» **Prompt**
Search the listing below for lines containing the string "tree". Reply with their count only.

*** Extracted entries ***

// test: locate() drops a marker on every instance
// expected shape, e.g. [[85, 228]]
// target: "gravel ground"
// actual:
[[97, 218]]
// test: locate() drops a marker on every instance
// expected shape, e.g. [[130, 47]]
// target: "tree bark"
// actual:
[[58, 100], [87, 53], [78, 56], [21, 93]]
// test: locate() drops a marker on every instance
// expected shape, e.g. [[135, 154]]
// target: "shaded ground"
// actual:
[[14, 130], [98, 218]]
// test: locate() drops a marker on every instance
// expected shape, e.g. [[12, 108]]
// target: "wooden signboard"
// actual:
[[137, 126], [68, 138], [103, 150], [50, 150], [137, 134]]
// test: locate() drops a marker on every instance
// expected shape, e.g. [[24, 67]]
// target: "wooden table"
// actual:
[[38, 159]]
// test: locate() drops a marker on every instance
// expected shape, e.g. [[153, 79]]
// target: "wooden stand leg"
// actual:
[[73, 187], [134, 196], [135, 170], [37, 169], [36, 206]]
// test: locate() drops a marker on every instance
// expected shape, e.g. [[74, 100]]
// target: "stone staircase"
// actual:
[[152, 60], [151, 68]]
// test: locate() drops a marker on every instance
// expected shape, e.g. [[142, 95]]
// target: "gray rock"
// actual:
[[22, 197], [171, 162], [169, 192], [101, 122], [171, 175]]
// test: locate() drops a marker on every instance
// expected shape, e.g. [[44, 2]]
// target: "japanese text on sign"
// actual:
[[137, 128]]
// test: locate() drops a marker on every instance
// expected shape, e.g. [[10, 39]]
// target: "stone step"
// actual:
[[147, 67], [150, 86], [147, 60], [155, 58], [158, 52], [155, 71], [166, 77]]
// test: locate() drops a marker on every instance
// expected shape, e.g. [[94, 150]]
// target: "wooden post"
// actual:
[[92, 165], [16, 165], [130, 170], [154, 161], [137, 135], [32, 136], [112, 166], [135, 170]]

*** End of Extracted entries ***
*** Extracted entries ***

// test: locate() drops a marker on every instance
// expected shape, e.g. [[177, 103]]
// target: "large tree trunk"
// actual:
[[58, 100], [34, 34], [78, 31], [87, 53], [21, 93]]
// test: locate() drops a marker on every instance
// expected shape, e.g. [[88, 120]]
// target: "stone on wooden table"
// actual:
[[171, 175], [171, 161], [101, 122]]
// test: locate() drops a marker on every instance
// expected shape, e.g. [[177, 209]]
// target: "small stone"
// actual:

*** End of Extracted entries ***
*** Extracted entries ***

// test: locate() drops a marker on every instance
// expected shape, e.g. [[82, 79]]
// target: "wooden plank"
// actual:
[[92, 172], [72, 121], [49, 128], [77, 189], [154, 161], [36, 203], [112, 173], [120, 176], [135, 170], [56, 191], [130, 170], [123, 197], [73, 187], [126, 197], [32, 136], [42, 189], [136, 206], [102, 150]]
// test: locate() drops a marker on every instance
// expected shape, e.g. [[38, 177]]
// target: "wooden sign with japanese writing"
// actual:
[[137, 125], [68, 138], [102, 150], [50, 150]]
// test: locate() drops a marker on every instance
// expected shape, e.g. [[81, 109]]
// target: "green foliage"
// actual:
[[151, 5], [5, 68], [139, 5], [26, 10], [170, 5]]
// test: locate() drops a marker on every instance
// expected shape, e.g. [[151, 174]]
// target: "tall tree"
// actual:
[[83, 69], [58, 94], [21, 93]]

*** End of Extracted entries ***

» **The completed task**
3